- [Document extract]:
= Beginning of Section =
Ahh yes. the Galileo gambit.
Of course, when you’re wrong and can’t find it in yourself to admit it, you either shut up and go away, or pull the galileo gambit.
Oh, and Orac: don’t worry… AoA will continue to wish you didn’t exist, even if they can’t bear to give you recognition.
What is interesting is that Jay Gordon whines about how Orac treats him, and only whines here. Even when Orac almost (not quite) duplicated this post about him under his real name on the same day:
https://www.respectfulinsolence.com/2008/10/dr_jay_gordon_pediatrician_warrior.php
Jay Gordon never showed up on the other blog.
HCN—
I get very busy. I run a private pediatric practice and I wish I had the time to address all of Dave’s comments about vaccines. I resolve to spend more time in 2009 reading his posts and yours and whining about them.
In the meantime, as always, thanks to all of you for your counterpoint. I think that there are some truly brilliant scientists posting here and I appreciate the time and energy you put into shining light–and creating heat–around this crucial medical issue. We often disagree but I respect your knowledge and passion.
Best Wishes for the New Year,
Jay
Yet not too busy to check Orac’s blog for your own name, even in a posting that is not about you.
Or to even show up on TV show pontificating about your unscientific opinions:
https://www.respectfulinsolence.com/2008/12/run_dont_walk_from_these_doctors.php (“And I plead with Dr. Gordon: Please, please, please, stop advocating malpractice on national television.”)
= End of Section =
- [Information supplied]:
= Beginning of Section =
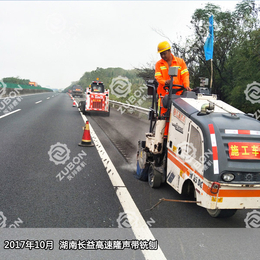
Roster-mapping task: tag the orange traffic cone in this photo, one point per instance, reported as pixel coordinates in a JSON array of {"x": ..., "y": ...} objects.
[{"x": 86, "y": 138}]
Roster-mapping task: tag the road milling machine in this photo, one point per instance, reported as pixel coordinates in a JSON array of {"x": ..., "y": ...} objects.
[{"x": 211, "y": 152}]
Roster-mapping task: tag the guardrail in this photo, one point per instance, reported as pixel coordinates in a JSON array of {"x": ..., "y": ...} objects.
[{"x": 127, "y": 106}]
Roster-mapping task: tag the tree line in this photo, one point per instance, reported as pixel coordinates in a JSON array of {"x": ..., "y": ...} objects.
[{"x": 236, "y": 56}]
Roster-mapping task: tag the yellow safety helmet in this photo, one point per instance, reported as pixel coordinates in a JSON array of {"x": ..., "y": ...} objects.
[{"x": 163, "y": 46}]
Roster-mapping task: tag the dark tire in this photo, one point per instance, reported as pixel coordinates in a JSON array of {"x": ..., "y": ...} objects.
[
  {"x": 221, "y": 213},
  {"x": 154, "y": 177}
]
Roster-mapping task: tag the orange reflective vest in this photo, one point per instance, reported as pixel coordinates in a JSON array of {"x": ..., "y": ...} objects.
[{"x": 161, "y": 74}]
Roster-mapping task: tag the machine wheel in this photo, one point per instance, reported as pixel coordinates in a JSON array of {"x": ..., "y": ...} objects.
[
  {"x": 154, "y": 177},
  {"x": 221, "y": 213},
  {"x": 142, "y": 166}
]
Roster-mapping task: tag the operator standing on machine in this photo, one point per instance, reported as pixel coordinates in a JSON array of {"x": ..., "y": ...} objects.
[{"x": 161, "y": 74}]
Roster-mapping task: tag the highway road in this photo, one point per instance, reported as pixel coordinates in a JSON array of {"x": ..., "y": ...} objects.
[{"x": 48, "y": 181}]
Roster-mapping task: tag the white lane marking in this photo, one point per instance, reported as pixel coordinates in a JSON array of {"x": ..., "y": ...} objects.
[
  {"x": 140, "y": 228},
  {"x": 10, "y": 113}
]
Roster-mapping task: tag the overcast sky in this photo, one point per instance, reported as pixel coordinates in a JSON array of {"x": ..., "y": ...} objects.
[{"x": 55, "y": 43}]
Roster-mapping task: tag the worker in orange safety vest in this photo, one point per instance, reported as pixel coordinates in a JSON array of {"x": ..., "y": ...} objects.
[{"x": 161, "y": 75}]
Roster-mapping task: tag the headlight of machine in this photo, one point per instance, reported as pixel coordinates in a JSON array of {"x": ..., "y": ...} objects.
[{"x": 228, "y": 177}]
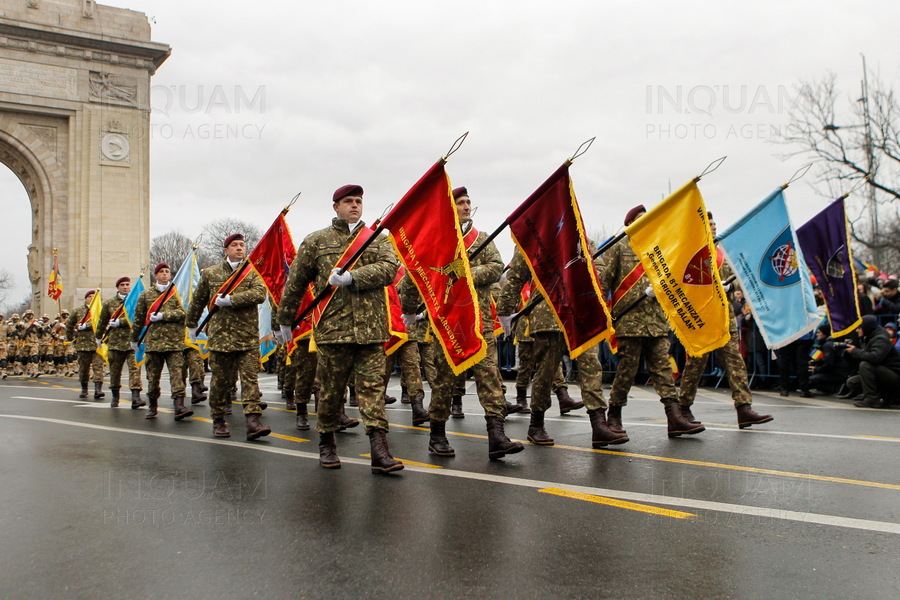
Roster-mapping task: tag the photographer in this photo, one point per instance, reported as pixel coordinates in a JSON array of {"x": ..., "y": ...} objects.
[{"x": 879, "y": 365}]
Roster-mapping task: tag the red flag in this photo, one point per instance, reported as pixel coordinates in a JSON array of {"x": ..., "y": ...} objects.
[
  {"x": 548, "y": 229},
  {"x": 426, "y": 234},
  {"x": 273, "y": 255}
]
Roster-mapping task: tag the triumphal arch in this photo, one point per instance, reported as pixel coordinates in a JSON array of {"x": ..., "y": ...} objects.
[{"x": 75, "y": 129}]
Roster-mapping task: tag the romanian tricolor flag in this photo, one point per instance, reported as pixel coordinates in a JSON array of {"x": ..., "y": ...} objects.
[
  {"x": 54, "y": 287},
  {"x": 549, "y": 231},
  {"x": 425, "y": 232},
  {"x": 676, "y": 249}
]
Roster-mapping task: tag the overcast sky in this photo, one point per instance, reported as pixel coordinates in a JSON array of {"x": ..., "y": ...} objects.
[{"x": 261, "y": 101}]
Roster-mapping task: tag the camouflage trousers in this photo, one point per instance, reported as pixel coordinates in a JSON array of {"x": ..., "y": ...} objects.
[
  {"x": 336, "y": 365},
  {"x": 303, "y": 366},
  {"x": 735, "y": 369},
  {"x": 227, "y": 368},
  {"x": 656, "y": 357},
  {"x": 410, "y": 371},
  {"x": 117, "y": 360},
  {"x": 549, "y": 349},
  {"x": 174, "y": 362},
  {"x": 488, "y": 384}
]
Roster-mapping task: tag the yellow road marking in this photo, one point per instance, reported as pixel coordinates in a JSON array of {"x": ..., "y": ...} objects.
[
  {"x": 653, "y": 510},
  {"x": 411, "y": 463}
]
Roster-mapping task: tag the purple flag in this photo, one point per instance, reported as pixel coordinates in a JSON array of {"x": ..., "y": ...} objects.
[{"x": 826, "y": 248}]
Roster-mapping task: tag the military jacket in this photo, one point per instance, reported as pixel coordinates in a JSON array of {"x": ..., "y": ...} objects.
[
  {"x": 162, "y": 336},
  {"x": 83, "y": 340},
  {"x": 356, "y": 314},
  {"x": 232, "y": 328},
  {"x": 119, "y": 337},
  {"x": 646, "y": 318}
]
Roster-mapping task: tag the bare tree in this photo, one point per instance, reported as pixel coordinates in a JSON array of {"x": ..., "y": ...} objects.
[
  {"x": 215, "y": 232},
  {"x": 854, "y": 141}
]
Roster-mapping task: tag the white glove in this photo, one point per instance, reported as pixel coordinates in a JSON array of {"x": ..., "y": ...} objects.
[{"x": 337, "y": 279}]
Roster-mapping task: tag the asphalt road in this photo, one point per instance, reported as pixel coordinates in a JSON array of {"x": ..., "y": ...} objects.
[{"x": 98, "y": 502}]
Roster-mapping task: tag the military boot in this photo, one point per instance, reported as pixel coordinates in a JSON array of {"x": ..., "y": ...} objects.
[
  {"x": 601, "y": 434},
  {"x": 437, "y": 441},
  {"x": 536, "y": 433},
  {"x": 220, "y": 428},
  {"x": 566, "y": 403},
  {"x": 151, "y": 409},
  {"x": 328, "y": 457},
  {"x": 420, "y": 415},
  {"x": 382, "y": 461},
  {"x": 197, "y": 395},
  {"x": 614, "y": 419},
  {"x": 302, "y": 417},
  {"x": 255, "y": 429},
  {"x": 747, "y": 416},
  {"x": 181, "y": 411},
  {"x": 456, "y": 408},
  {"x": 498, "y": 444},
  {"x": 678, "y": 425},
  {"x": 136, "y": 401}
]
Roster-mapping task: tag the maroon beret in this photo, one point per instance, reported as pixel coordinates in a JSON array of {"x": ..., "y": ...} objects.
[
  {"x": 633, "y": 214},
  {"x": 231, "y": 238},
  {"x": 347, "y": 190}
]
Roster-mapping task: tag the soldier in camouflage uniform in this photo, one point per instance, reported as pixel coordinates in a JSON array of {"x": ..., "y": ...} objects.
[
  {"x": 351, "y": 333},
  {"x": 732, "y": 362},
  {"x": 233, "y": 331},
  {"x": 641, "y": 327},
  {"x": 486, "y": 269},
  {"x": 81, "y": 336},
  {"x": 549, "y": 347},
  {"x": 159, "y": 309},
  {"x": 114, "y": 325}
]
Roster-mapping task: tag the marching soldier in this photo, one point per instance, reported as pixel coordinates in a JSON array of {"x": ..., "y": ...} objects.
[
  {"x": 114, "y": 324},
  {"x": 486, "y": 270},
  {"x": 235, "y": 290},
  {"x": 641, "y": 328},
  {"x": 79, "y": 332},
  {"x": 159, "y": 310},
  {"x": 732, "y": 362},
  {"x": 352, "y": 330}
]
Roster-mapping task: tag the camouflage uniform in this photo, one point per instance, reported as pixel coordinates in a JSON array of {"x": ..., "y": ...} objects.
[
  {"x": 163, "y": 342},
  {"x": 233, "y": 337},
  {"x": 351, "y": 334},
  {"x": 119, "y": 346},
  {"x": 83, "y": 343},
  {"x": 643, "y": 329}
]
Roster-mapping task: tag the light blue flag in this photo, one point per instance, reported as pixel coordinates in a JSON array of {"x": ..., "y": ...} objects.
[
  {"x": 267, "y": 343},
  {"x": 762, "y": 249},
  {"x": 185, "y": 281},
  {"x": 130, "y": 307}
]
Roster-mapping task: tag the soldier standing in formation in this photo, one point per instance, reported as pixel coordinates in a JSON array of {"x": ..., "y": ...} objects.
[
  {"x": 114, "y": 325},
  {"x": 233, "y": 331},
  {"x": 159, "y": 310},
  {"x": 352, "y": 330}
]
= End of Section =
- [Work to complete]:
From the comment thread about Jay Gordon, pull out the stretch from "What is interesting" through "whining about them.", copying it word for word.

- [Answer to this exercise]:
What is interesting is that Jay Gordon whines about how Orac treats him, and only whines here. Even when Orac almost (not quite) duplicated this post about him under his real name on the same day:
https://www.respectfulinsolence.com/2008/10/dr_jay_gordon_pediatrician_warrior.php
Jay Gordon never showed up on the other blog.
HCN—
I get very busy. I run a private pediatric practice and I wish I had the time to address all of Dave’s comments about vaccines. I resolve to spend more time in 2009 reading his posts and yours and whining about them.